**Goal**: Give back exactly the lines starting at the one with "Expected: the position of each instance of the plastic" and ending at the last line of the data below. Pictures are not part of the copy.

**Supplied material**:
## begin
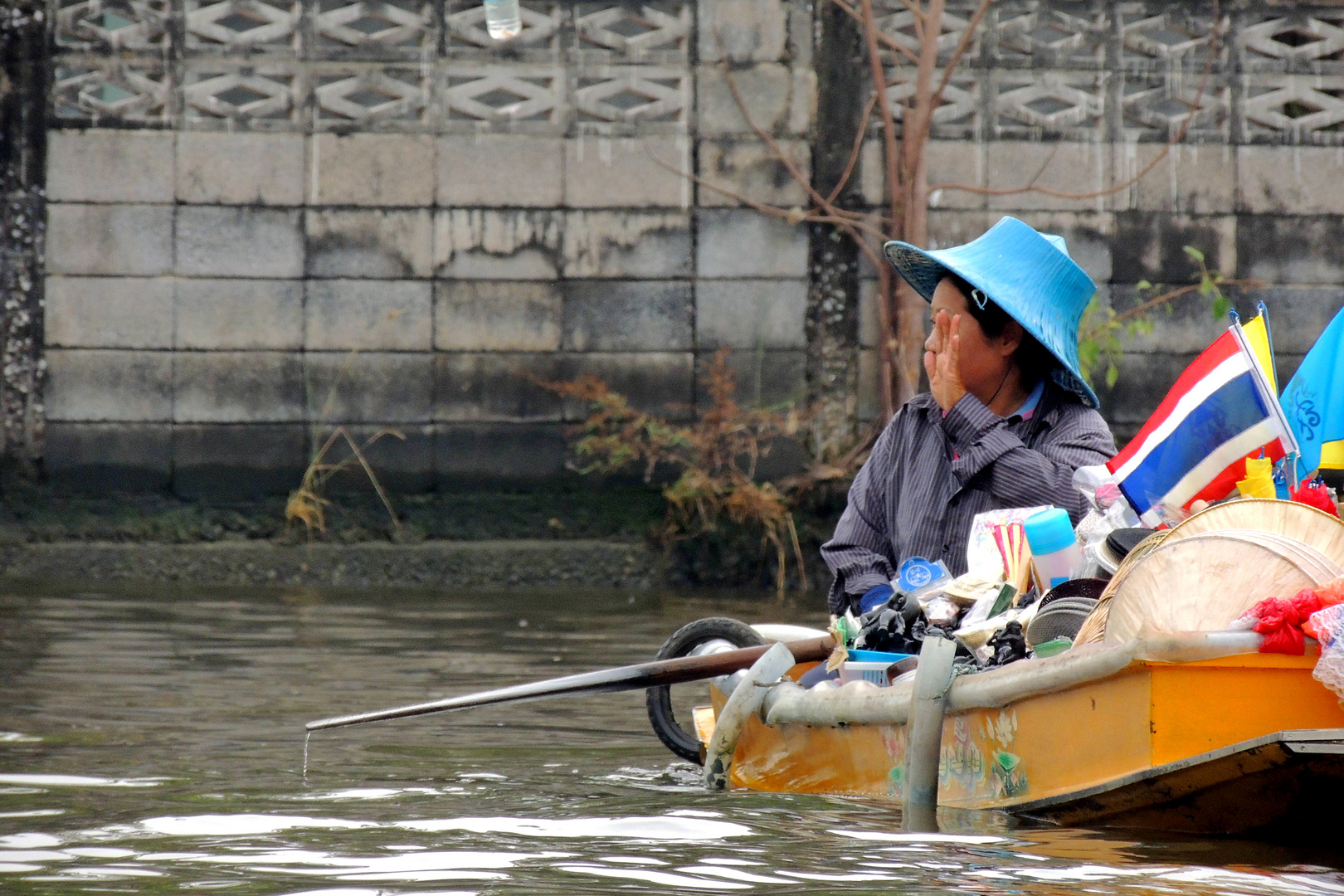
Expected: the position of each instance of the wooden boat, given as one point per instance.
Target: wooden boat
(1226, 744)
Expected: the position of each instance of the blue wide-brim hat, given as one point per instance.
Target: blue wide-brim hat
(1025, 273)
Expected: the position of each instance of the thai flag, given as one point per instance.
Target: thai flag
(1195, 445)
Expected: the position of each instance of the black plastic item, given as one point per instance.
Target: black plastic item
(1089, 589)
(1010, 645)
(1121, 542)
(683, 641)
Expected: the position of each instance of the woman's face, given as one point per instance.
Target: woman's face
(984, 360)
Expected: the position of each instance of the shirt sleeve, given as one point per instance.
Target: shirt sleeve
(1020, 476)
(859, 553)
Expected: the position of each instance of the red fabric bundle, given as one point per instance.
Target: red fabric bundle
(1317, 494)
(1281, 622)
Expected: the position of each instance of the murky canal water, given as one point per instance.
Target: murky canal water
(151, 742)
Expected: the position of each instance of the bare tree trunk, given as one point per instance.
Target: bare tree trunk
(24, 60)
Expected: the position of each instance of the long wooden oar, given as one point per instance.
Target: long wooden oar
(644, 674)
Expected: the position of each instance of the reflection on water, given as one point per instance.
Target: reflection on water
(151, 742)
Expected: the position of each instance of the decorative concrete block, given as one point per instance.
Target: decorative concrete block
(743, 30)
(749, 168)
(241, 168)
(234, 462)
(368, 387)
(496, 316)
(385, 243)
(492, 451)
(951, 162)
(1190, 179)
(110, 240)
(368, 314)
(101, 457)
(95, 384)
(1151, 246)
(1289, 250)
(240, 314)
(661, 383)
(762, 377)
(1081, 168)
(780, 100)
(110, 312)
(108, 165)
(1291, 180)
(626, 316)
(496, 387)
(741, 242)
(238, 387)
(619, 243)
(240, 242)
(373, 169)
(500, 171)
(604, 173)
(750, 314)
(485, 243)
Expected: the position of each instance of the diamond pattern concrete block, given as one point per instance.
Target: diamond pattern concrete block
(738, 242)
(370, 387)
(368, 314)
(1298, 180)
(494, 316)
(91, 384)
(496, 387)
(373, 169)
(1081, 169)
(750, 168)
(605, 243)
(241, 168)
(110, 165)
(134, 241)
(110, 312)
(615, 173)
(238, 242)
(485, 243)
(238, 387)
(626, 316)
(240, 314)
(743, 30)
(241, 26)
(385, 243)
(500, 169)
(750, 314)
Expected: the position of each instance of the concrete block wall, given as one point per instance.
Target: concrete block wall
(262, 229)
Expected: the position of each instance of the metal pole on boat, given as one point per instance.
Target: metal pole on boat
(923, 733)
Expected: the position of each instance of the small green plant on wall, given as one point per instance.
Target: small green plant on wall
(1103, 334)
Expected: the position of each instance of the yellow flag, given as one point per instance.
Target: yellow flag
(1257, 336)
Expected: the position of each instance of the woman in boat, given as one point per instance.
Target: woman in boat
(1006, 422)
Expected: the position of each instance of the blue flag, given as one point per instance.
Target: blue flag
(1313, 399)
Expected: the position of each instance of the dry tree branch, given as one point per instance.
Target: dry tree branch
(884, 38)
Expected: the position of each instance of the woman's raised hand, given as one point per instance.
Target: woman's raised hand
(942, 360)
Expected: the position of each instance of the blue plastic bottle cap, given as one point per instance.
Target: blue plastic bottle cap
(1049, 531)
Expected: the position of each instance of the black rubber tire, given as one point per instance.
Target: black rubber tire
(683, 641)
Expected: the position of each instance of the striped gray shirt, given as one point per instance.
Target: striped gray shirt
(930, 475)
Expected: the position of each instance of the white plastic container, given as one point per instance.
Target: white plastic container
(503, 19)
(1055, 553)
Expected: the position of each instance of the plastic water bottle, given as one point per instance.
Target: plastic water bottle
(503, 19)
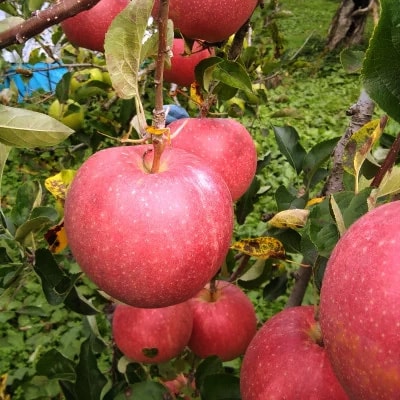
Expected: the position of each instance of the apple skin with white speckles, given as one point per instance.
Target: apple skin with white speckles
(359, 309)
(148, 239)
(209, 20)
(138, 332)
(224, 144)
(224, 322)
(285, 361)
(88, 28)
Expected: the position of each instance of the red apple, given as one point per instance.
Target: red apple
(224, 144)
(224, 322)
(182, 66)
(209, 20)
(88, 28)
(286, 360)
(148, 239)
(359, 310)
(152, 335)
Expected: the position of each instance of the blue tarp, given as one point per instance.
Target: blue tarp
(44, 76)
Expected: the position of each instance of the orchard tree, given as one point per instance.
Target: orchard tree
(132, 227)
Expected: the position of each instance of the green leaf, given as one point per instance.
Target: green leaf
(352, 60)
(220, 387)
(89, 379)
(209, 366)
(4, 152)
(316, 157)
(204, 71)
(63, 88)
(126, 32)
(55, 283)
(286, 199)
(29, 129)
(381, 68)
(289, 144)
(28, 196)
(31, 226)
(148, 390)
(275, 288)
(55, 366)
(232, 74)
## end
**Written answer**:
Expected: the position of each instance of the plastic water bottle, given as one point per instance.
Target: plastic water bottle
(503, 19)
Expected: the position of each instance of the apple skin with white speckles, given as one point per instance.
Target: apple skin with white speckles
(359, 309)
(148, 239)
(209, 20)
(138, 332)
(224, 144)
(224, 322)
(285, 361)
(88, 28)
Expected: the position of each instance of the red apple, given as one point per instance.
Target: red apple
(224, 144)
(224, 322)
(182, 66)
(209, 20)
(88, 28)
(286, 360)
(148, 239)
(359, 310)
(152, 335)
Expected: the position of each instance of the blue tarp, given as one point per instance.
Target: blue tarp
(44, 76)
Expected: the position of each instance of the orchard tree, given as one point per instance.
Target: orchard tree
(132, 227)
Expected: the position of each instance of the green leaf, given as one point per instance.
Target: green leaf
(352, 60)
(220, 387)
(89, 379)
(209, 366)
(4, 152)
(316, 157)
(204, 71)
(63, 88)
(126, 32)
(55, 283)
(286, 199)
(29, 129)
(381, 68)
(289, 144)
(28, 196)
(31, 226)
(148, 390)
(275, 288)
(55, 366)
(232, 74)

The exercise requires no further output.